_Exercise aim_: Transcribe the stretch of entries below from the line with "detect_objects — Locates the specified tree" through the line with "detect_objects — Locates the specified blue", exactly and with both ends included; leave out all other lines.

_Data under study_:
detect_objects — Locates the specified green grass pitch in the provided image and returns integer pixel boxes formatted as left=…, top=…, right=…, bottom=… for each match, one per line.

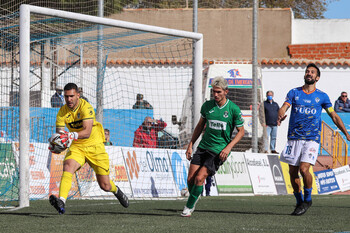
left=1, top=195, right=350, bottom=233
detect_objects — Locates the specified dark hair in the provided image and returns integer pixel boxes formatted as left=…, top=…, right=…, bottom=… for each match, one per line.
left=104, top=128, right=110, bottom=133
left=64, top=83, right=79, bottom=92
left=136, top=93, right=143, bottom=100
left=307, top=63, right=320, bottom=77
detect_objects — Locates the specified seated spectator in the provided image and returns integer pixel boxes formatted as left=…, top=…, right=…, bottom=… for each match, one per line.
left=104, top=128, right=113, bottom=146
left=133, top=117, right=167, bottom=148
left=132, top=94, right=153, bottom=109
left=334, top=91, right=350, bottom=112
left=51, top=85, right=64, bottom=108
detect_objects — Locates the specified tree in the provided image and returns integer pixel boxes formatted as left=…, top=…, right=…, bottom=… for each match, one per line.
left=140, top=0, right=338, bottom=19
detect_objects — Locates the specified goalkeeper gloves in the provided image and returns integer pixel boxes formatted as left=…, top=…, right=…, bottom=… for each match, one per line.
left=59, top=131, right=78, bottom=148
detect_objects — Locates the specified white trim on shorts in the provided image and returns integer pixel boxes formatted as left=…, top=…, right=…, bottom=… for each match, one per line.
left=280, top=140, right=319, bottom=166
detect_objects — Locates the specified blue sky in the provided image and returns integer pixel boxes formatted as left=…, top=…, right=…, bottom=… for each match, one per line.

* * *

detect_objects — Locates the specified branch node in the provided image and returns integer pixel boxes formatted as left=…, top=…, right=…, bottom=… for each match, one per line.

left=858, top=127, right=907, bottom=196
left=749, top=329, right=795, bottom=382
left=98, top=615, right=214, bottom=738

_Response for this exercise_:
detect_objects — Locates the specified tree in the provided image and returns integer pixel boxes formatted as left=…, top=…, right=…, bottom=… for each match, one per line.
left=140, top=0, right=338, bottom=19
detect_objects — Locates the specified goalkeeper gloves in the provided image and returns integer pixel boxes formatted as left=…, top=…, right=…, bottom=… for each match, one per line.
left=59, top=131, right=78, bottom=148
detect_objects — Locates the specified white trim on shorts in the provided image and returns integer pixel boxes formatted as left=…, top=…, right=…, bottom=… for each match, one per line.
left=280, top=140, right=319, bottom=166
detect_objects — Locates the specified blue sky in the provided image and returns integer pixel boxes formatted as left=…, top=…, right=…, bottom=… for each match, one per line.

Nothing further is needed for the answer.